Work to be completed → Type out the full set of entries again, unchanged.

Record set →
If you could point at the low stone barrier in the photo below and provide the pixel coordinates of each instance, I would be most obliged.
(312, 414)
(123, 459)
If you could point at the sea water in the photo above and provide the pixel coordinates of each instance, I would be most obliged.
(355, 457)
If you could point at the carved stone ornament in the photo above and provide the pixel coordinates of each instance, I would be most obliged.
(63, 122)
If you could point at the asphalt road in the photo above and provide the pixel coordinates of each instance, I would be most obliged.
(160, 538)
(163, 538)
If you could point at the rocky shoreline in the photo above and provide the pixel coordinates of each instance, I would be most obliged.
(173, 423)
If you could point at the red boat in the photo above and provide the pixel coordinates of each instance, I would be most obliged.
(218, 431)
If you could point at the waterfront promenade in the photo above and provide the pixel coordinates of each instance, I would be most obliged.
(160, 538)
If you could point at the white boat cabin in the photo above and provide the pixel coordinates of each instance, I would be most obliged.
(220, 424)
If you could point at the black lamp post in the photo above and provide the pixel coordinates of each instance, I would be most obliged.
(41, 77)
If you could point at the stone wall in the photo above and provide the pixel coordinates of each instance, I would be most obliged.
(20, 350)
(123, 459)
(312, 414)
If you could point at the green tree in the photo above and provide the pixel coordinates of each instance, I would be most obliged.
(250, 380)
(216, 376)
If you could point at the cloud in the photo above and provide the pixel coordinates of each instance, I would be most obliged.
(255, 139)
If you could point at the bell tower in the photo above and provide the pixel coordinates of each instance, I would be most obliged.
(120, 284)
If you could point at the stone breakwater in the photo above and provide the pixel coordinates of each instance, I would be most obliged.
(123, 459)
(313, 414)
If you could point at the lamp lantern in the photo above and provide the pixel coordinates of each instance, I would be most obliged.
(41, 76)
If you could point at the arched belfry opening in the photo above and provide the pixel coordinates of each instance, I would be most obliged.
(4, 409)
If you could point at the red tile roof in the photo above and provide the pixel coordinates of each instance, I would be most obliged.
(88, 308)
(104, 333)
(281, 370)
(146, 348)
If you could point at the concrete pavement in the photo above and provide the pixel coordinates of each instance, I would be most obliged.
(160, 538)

Problem solution →
If you could point at the low stone barrier in the photo below and provide the pixel coordinates of each instance, I would be most obliged.
(312, 414)
(123, 459)
If you could point at the sea water in the photo above and provide the pixel coordinates of each instance, I would be most obliged.
(355, 457)
If you could point at the carved stone ornament in the photo above and provide the pixel coordinates of each instance, I would be most obliged.
(63, 122)
If you could point at the asphalt road in the photo above and provide the pixel coordinates of each instance, I would be most obliged.
(160, 538)
(163, 538)
If you could point at the rocky shoreline in the photo above and provide the pixel coordinates of each instance, I would be most obliged.
(173, 423)
If you could point at the red boat in the photo above and provide the pixel coordinates of each instance, I would be most obliged.
(218, 431)
If you could point at the waterfront promenade in the photo above and provide the pixel coordinates of each instance, I would be most obliged.
(160, 538)
If you could point at the white boat cabin in the photo above and provide the pixel coordinates of each instance, I would be most obliged.
(220, 424)
If you could point at the black lamp post in the photo above and provide the pixel coordinates of each instance, I would be most obliged.
(41, 77)
If you could point at the stone wall in the photo above and provide the pixel coordinates of each instance, I would be most obliged.
(20, 350)
(123, 459)
(312, 414)
If you could point at the green tree in the photo above and provide the pixel coordinates of each instance, I would be most obliged.
(250, 380)
(216, 376)
If you could point at the cloud in the photo above and provide the pixel coordinates of each instance, I would be most obliged.
(255, 139)
If you could point at the bell tower in the photo above and provide the pixel coordinates of each instance, I would be most obliged.
(120, 284)
If you could point at the stone breakwater in the photo above and provide the pixel coordinates of each instance, I would be most obliged.
(123, 459)
(313, 414)
If you could point at the lamp lantern in the photo above and provide the pixel coordinates of each instance, I would be most obliged.
(41, 76)
If you could point at the arched belfry opening in the photo above and provide the pixel coordinates of each instance, I would be most obliged.
(4, 409)
If you could point at the red tile roof in the photo above and provide the pixel coordinates of each instance, I would be most obliged.
(88, 308)
(104, 333)
(281, 370)
(146, 348)
If you could point at the concrete pavement in the photo above and provide the pixel coordinates of each instance, I would be most obliged.
(160, 538)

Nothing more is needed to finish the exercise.